» **EXCERPTED PASSAGE**:
# Resource Guarding their Owners



## JustTess (Mar 19, 2008)

I've been reading about dogs who resource guard their owners and can't seem to find too much info about it. *The book Mine! A Practical Guide for Resource Guarding in Dogs *seem to mainly talk about food and toys. Obviously removing the owner, the resource, isn't going to work. Nor is slowly introducing the resource in controled experiences.

I want to nip this in the bud with one of my dogs who are starting to get a bit insecure. 

I've read parts of the book *Feeling Outnumbered *which talks a lot about training dogs together. I'm wondering if this is enough. 

S-i-g-h... 3 of mine are getting along great while 1 of them is getting insecure. He's just seems to have a low threshold and I think he may feel intimidated by my new guy. George is doing many calming signals that seem to encourage a good relationship, so I'm pretty sure he's not intimidating on purpose.


----------



## sassafras (Jun 22, 2010)

I'd be curious to hear from some of the voices of wisdom on this issue, too. Pip does this a bit, the weird thing is as far as I can tell he resource guards me from the cats but not from Maisy. It's just me, not my husband (doesn't do it at all, ever, when I'm not home according to my husband), but even with me it's fairly inconsistent. I've been trying a few things that I think are working ok but I'll be interested to see what people have to say.


----------



## JustTess (Mar 19, 2008)

Sass, 

You might find this video interesting:






KCDogGuy in the video describes it in his narration but, I didn't realize how subtle it could look. 

Ilya doesn't do this as obvious in the video though he is starting. Sometimes, when he does it, I noticed if I look at him (more out of curiosity) he lowers his head and skittles away quickly as if I caught him doing something he shouldn't have.


----------



## sassafras (Jun 22, 2010)

JustTess said:


> KCDogGuy in the video describes it in his narration but, I didn't realize how subtle it could look.


That was interesting, thanks for posting. Without the narration, I'm not sure I would have realized what was going on.



> Ilya doesn't do this as obvious in the video though he is starting. Sometimes, when he does it, I noticed if I look at him (more out of curiosity) he lowers his head and skittles away quickly as if I caught him doing something he shouldn't have.

» **EXERCISES TO COMPLETE**:
1. In the thread on dogs guarding their owners, write out the passage starting at "I've been reading" and ending at "in controled experiences.", swapping "food and toys" for "bones and balls".
2. Summarize the thread on dogs guarding their owners in two sentences.
The lines that come next are drawn from a different source.

» **STORED DATA**:
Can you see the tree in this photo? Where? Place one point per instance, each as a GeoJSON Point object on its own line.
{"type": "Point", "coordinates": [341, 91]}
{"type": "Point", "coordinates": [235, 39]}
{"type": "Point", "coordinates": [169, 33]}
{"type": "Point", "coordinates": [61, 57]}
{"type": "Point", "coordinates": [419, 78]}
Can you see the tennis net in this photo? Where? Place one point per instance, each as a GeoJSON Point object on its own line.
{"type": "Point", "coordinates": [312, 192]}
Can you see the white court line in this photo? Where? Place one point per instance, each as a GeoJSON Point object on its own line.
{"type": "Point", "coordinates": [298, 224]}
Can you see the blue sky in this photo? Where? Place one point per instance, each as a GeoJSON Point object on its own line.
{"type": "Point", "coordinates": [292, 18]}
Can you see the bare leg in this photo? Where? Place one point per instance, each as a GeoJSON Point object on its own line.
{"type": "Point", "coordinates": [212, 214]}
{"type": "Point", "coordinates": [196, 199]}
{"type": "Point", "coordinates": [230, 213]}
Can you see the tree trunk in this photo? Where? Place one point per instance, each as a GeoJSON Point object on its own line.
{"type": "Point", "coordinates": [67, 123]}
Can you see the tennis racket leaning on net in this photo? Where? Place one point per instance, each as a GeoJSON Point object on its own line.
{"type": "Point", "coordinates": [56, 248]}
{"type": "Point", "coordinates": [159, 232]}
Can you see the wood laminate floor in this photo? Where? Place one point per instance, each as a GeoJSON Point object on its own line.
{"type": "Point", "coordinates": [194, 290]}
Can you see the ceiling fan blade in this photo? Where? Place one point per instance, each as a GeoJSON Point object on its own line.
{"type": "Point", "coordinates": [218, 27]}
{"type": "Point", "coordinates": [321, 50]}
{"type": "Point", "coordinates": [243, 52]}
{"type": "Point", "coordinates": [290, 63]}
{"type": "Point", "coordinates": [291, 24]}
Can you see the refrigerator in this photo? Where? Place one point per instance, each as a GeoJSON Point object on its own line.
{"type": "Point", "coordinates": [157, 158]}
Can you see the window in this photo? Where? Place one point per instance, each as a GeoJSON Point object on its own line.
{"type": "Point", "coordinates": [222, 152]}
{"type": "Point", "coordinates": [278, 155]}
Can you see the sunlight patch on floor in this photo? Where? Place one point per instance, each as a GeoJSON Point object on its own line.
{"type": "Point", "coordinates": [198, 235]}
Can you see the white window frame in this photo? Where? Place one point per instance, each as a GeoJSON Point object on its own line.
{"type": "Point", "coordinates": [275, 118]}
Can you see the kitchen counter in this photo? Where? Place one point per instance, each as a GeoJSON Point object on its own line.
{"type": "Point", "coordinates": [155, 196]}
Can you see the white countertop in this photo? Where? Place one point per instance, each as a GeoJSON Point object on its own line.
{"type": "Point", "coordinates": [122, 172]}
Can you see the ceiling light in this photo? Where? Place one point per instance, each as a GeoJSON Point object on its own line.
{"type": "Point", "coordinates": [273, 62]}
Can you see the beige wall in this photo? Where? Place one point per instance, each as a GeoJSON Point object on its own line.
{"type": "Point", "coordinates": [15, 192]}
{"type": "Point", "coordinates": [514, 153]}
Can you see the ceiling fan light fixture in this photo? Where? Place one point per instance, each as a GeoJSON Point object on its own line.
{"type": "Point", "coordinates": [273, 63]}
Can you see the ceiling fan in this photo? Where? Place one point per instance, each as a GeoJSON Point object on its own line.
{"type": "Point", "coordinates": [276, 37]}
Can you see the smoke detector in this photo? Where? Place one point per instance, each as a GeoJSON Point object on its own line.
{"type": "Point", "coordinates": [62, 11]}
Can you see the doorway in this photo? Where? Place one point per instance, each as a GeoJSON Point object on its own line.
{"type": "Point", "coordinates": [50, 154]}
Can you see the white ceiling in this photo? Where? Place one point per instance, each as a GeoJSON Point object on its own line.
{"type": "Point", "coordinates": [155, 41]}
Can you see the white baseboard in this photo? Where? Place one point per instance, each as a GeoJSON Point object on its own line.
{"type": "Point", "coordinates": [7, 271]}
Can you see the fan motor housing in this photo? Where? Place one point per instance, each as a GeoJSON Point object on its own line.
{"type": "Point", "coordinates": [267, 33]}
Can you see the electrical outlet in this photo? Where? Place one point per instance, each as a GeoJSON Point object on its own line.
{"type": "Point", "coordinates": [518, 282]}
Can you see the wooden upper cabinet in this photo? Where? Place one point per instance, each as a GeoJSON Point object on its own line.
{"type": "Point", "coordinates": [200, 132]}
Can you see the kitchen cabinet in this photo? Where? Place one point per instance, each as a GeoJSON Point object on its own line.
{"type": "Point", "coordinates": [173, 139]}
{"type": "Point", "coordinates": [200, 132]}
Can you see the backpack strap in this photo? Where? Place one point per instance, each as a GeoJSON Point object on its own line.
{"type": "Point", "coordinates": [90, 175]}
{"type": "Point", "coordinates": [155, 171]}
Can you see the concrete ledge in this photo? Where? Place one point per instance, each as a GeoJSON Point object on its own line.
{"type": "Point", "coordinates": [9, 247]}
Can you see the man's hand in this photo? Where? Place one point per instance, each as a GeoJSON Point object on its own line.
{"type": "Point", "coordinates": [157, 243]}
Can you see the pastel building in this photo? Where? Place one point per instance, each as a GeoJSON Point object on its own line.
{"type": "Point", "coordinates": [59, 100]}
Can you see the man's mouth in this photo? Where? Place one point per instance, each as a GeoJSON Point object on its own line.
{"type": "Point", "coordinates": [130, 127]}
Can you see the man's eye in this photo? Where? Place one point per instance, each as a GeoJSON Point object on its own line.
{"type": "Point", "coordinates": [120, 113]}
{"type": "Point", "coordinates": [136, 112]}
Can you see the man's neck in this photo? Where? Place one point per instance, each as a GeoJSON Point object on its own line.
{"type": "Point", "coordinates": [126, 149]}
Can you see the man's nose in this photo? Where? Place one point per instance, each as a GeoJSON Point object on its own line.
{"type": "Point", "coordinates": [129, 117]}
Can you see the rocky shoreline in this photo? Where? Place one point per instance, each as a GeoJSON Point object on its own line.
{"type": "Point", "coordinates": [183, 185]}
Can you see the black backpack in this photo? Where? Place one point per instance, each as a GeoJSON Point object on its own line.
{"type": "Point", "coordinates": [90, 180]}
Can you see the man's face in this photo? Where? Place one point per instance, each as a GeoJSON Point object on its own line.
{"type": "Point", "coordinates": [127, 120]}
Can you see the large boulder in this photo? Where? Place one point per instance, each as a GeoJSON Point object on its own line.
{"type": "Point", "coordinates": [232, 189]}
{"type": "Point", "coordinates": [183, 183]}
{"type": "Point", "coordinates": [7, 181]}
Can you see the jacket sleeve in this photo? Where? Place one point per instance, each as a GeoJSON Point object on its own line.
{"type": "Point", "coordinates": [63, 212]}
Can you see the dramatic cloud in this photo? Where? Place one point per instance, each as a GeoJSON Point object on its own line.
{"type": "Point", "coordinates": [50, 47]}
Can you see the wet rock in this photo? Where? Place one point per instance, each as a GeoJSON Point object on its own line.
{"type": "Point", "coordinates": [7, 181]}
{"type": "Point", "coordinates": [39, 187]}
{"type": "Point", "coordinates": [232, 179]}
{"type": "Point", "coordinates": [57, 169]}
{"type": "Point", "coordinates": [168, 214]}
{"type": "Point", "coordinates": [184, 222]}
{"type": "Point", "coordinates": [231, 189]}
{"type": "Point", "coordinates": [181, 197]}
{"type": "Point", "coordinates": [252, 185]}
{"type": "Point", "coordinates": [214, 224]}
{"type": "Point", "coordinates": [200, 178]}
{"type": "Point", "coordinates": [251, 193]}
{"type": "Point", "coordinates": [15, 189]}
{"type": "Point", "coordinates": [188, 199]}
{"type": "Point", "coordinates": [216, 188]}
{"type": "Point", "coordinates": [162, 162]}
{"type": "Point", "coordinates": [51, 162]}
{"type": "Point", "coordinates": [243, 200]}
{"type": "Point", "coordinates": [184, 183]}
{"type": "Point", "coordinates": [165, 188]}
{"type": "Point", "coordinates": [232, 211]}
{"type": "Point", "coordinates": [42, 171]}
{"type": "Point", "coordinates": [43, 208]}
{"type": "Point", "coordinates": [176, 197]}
* * *
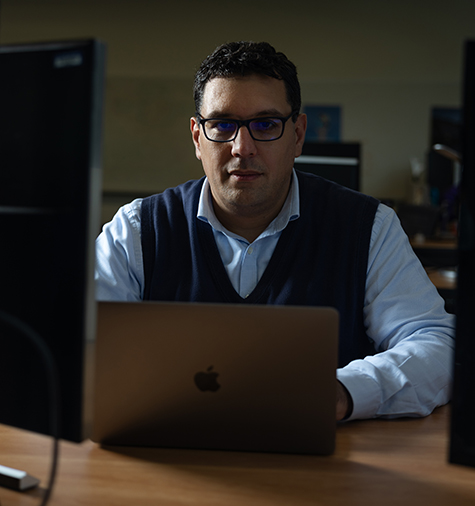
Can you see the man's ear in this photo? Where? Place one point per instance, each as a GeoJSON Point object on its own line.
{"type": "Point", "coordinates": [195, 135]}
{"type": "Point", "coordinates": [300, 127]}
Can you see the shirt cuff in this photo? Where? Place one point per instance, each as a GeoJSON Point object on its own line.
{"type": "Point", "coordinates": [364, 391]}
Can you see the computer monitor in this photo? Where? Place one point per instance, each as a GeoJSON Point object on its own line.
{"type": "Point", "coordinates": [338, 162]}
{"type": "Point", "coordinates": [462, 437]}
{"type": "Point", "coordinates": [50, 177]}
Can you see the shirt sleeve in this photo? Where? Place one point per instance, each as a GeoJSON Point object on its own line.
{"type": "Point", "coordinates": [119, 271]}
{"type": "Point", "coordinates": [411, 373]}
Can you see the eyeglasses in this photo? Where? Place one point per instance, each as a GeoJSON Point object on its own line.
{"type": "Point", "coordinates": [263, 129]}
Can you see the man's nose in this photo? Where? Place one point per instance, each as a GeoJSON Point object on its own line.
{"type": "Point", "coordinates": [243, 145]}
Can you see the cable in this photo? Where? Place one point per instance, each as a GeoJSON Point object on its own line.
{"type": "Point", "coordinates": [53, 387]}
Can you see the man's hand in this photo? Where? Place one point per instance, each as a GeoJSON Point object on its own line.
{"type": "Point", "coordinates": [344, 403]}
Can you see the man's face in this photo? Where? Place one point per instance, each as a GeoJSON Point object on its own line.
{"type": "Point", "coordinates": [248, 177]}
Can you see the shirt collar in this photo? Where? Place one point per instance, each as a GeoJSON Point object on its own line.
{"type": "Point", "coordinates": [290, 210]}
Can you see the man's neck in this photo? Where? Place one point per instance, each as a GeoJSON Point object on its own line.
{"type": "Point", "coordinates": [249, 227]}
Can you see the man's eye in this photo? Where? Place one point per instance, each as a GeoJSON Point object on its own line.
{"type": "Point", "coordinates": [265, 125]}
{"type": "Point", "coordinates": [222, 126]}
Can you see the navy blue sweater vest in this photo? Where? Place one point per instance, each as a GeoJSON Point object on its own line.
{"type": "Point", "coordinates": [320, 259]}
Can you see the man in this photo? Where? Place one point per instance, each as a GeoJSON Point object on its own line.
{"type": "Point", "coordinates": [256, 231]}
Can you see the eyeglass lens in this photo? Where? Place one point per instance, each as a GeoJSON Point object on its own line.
---
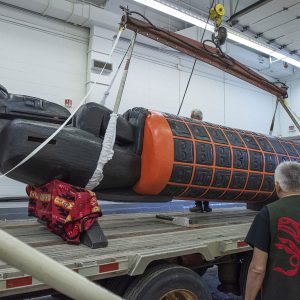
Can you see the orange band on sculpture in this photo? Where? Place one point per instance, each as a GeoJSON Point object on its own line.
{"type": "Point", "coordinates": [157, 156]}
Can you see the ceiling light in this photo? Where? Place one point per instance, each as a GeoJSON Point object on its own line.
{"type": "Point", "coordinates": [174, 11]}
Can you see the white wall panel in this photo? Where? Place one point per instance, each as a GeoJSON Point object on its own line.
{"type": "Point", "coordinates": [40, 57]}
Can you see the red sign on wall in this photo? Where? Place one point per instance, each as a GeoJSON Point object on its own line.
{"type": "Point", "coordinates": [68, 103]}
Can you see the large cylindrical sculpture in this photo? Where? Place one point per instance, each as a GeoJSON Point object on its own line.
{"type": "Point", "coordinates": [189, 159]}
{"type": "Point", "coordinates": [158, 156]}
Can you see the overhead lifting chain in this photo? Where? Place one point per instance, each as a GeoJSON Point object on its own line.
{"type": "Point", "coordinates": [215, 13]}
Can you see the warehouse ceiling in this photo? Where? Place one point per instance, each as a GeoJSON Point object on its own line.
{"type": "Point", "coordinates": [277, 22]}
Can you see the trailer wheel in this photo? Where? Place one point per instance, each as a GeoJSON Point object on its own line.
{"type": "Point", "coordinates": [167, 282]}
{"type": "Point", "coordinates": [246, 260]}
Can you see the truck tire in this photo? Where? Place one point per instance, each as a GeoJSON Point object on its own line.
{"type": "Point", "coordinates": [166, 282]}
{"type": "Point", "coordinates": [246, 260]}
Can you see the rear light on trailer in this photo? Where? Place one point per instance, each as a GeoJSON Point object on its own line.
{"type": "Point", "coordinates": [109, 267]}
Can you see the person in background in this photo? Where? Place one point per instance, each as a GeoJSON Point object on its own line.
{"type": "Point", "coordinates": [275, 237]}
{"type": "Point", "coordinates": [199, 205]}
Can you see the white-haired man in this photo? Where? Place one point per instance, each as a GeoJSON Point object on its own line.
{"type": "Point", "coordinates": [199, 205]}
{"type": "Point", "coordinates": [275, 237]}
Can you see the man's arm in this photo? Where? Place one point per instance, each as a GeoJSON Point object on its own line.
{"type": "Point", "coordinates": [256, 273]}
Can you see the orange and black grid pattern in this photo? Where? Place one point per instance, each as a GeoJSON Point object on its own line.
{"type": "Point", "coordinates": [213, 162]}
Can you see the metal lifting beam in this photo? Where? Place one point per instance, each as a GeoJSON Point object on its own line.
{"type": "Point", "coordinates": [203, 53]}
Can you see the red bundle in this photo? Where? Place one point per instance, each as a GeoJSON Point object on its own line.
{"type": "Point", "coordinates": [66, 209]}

» **SOLUTIONS BY TASK**:
1.
I've been reading about dogs who resource guard their owners and can't seem to find too much info about it. *The book Mine! A Practical Guide for Resource Guarding in Dogs *seem to mainly talk about bones and balls. Obviously removing the owner, the resource, isn't going to work. Nor is slowly introducing the resource in controled experiences.

2. JustTess finds little information on dogs that resource guard their owners and wants to address it early with one dog who seems insecure and possibly intimidated by a new dog, while sassafras reports that Pip guards her from the cats but not from Maisy, and does so inconsistently. JustTess shares a video showing how subtle such guarding can look, and sassafras replies that without its narration the behavior might have gone unnoticed.